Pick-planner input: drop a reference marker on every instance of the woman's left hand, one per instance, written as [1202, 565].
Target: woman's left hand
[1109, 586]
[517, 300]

+ + + + + + +

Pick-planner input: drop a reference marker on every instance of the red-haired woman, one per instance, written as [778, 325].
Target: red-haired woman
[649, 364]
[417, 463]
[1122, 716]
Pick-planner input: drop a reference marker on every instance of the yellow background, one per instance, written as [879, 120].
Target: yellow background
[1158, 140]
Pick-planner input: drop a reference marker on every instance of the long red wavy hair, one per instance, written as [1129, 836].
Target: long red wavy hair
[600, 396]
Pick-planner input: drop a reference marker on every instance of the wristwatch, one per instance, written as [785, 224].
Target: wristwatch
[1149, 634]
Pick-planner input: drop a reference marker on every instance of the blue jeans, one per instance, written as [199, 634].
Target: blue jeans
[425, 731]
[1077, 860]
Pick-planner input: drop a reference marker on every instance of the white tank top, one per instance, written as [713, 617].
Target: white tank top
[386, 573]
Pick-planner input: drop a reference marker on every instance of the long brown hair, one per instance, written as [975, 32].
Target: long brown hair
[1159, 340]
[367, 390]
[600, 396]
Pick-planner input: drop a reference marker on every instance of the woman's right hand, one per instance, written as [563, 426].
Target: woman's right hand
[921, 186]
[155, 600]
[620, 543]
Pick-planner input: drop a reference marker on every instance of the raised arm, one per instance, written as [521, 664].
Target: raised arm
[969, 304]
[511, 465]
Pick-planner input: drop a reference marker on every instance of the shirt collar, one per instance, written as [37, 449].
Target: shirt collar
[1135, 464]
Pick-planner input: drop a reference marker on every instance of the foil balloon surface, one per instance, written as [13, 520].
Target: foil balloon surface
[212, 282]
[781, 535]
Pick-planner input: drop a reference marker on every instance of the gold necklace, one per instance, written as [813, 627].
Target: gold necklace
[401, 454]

+ + + + + + +

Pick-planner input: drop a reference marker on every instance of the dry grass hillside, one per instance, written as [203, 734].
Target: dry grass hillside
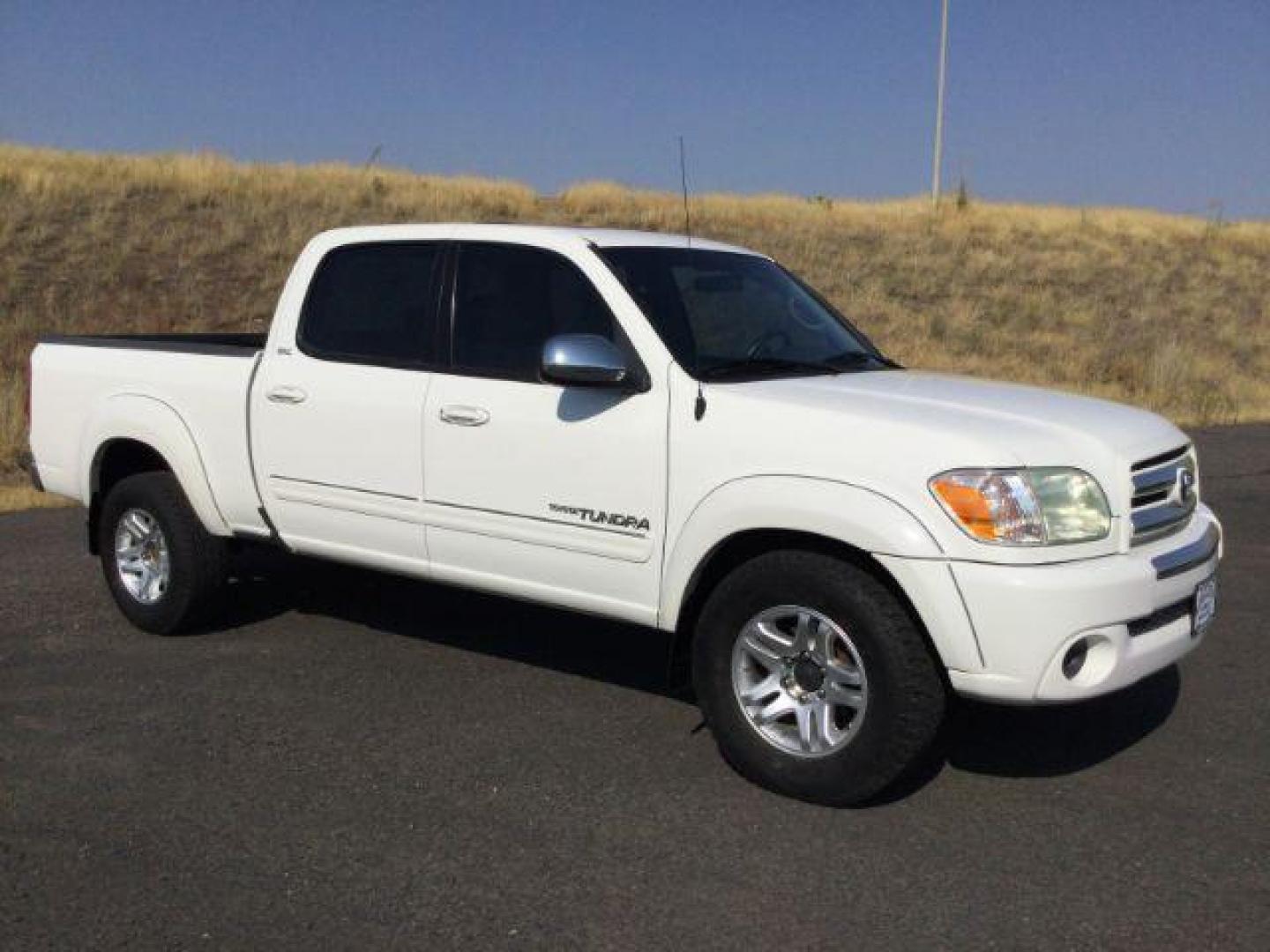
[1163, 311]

+ + + + + + +

**TASK TO COMPLETE**
Scale the part that opens with the line containing "as [778, 325]." and closes with the line containing "[1122, 716]", both included: reproduce those lines in full, requests too, but multiply each point coordinate in the answers by 0.75 and round to whole numbers, halves up. Leave the requests and their format samples unchanged.

**SOLUTION**
Pick-planner input: drop a reference marker on every instance of the red-haired woman, one per instance, written as [778, 325].
Target: red-haired woman
[487, 273]
[313, 347]
[842, 537]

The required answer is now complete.